▸ **Exercise aim**
Please show every line of the records below that contains the word "Target".

▸ **Given data**
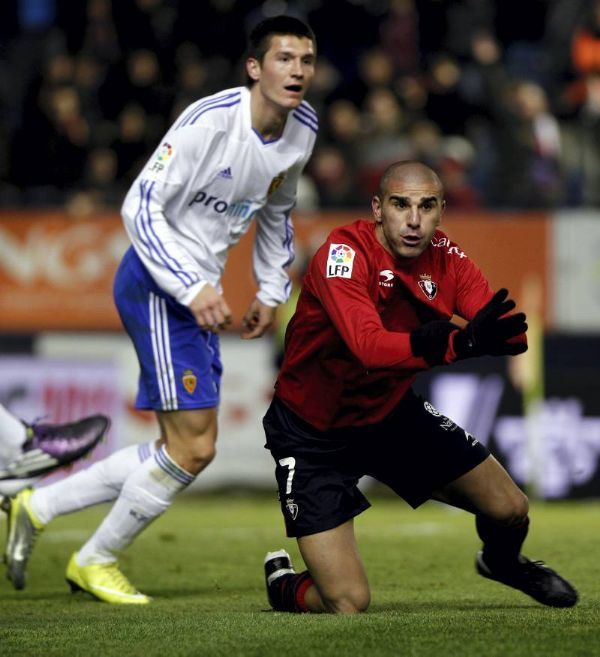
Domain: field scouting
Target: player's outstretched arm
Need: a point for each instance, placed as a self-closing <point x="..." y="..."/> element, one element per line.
<point x="257" y="319"/>
<point x="210" y="309"/>
<point x="491" y="332"/>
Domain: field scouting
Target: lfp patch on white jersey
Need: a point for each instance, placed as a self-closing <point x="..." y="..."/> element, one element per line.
<point x="339" y="261"/>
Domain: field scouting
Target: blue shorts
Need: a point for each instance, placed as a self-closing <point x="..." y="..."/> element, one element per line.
<point x="180" y="364"/>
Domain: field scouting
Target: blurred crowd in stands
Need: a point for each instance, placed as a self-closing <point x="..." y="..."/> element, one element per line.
<point x="502" y="97"/>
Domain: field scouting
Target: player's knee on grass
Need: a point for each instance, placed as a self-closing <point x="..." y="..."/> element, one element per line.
<point x="348" y="601"/>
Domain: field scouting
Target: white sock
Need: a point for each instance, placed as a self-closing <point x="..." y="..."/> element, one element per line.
<point x="101" y="482"/>
<point x="146" y="494"/>
<point x="12" y="436"/>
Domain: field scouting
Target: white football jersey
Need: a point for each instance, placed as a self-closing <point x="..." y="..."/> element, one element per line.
<point x="196" y="196"/>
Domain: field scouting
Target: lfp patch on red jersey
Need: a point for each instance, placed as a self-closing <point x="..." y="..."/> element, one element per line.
<point x="339" y="261"/>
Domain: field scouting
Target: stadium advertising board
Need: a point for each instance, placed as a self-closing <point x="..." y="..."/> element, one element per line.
<point x="56" y="272"/>
<point x="555" y="451"/>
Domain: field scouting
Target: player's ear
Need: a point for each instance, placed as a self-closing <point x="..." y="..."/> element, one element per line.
<point x="253" y="68"/>
<point x="376" y="208"/>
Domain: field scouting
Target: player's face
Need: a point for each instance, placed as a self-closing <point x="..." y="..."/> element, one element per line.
<point x="407" y="215"/>
<point x="286" y="71"/>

▸ **Output of the exercise**
Target: player's outstretched arm
Target: lfp patch on white jersey
Target: blue shorts
Target: blurred crowd in stands
Target: player's knee on grass
Target: white sock
Target: white football jersey
Target: lfp patch on red jersey
Target: stadium advertising board
Target: player's ear
Target: player's face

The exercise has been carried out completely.